Work order 1
According to the passage on why software projects fail, how many reasons for failure should you consider before starting your next project?

Page extract

________________

Combine these challenges with the fact that many large technology companies work with teams dispersed across the globe and it becomes easy to see the pivotal role of collaboration in delivering today's software applications and other technologies.

But the good news is you can avoid a lot of heartburn by understanding the major pitfalls which lead to project failures. So, before you embark on your next project, consider these five reasons it could fail:

11th hour swoop-in

This happens when a stakeholder or executive comes onto the scene at the last minute with all types of questions or input, throwing a spanner in the works. In these cases, the relevant teams have likely been trying to communicate with this person all along, but he or she hasn't been paying attention.

Development misunderstandings

It's no surprise that your customers and your development teams speak a different language. However, problems arise when developers are not given enough information to really understand what the customer wants, and they make poorly-informed decisions along the way, which result in a product that doesn't meet customers' needs.

Decision recollection disorder

People often find themselves spending a lot of energy going back in time to both explain and substantiate how decisions were made when another stakeholder or manager says, "I was expecting something different."

________________

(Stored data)
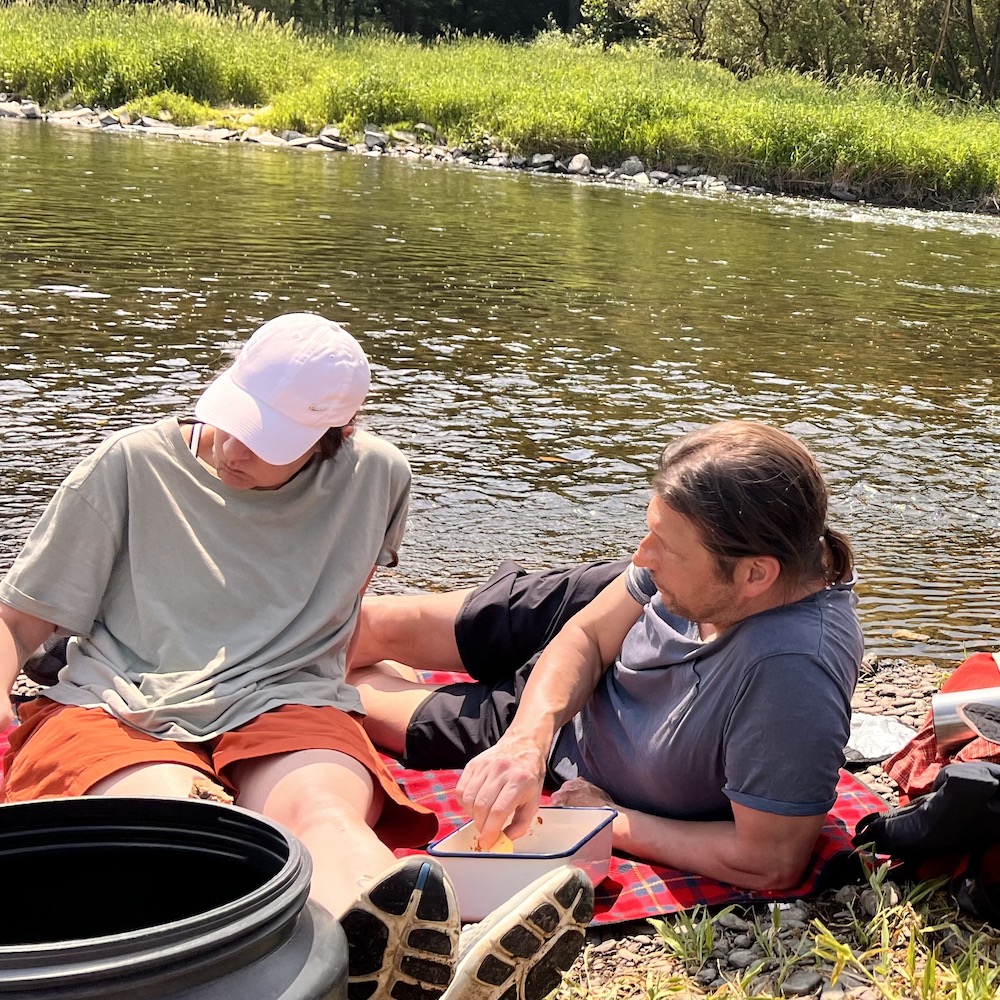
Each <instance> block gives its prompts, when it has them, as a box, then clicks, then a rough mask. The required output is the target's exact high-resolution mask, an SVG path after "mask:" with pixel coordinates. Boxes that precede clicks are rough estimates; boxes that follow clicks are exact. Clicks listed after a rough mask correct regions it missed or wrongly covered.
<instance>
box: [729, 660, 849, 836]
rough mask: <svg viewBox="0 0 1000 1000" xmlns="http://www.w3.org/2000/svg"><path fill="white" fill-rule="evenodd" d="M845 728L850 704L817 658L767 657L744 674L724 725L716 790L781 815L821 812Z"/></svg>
mask: <svg viewBox="0 0 1000 1000" xmlns="http://www.w3.org/2000/svg"><path fill="white" fill-rule="evenodd" d="M849 733H850V703H849V701H847V700H845V697H844V694H843V692H842V691H841V690H840V689H839V687H838V685H837V684H836V683H835V682H834V680H833V679H832V678H831V677H830V676H829V674H828V673H827V671H826V670H825V669H824V667H823V665H822V663H821V662H819V661H818V660H816V659H814V658H812V657H809V656H801V655H798V656H793V655H782V656H773V657H768V658H767V659H764V660H762V661H761V662H760V663H758V664H757V665H756V666H755V667H754V669H753V670H752V671H750V672H749V674H748V675H747V678H746V679H745V681H744V684H743V687H742V689H741V690H740V692H739V694H738V696H737V698H736V701H735V702H734V704H733V709H732V712H731V714H730V718H729V721H728V723H727V726H726V731H725V737H724V748H725V749H724V767H725V774H726V784H725V788H724V789H723V790H724V792H725V794H726V795H727V796H728V797H729V799H730V800H731V801H732V802H736V803H738V804H739V805H742V806H746V807H747V808H750V809H758V810H760V811H762V812H769V813H777V814H779V815H783V816H816V815H819V814H820V813H825V812H828V811H829V810H830V809H831V808H832V807H833V804H834V802H835V801H836V798H837V781H838V779H839V777H840V768H841V767H842V766H843V763H844V747H845V746H846V744H847V738H848V736H849Z"/></svg>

________________

Work order 2
Lay out the rows as a Markdown table with the columns Number and Record line, one line of the rows per table row. Cover everything from the start of the rows down to the line that contains "rough mask: <svg", both included. Leave out blank lines and the picture.

Response 1
Five.

Response 2
| Number | Record line |
|---|---|
| 1 | Each <instance> block gives its prompts, when it has them, as a box, then clicks, then a rough mask. The required output is the target's exact high-resolution mask, an SVG path after "mask:" with pixel coordinates. Boxes that precede clicks are rough estimates; boxes that follow clicks are exact. Clicks listed after a rough mask correct regions it missed or wrongly covered. |
| 2 | <instance> |
| 3 | box: [729, 660, 849, 836] |
| 4 | rough mask: <svg viewBox="0 0 1000 1000" xmlns="http://www.w3.org/2000/svg"><path fill="white" fill-rule="evenodd" d="M845 728L850 704L817 658L767 657L744 674L724 725L716 790L781 815L821 812Z"/></svg> |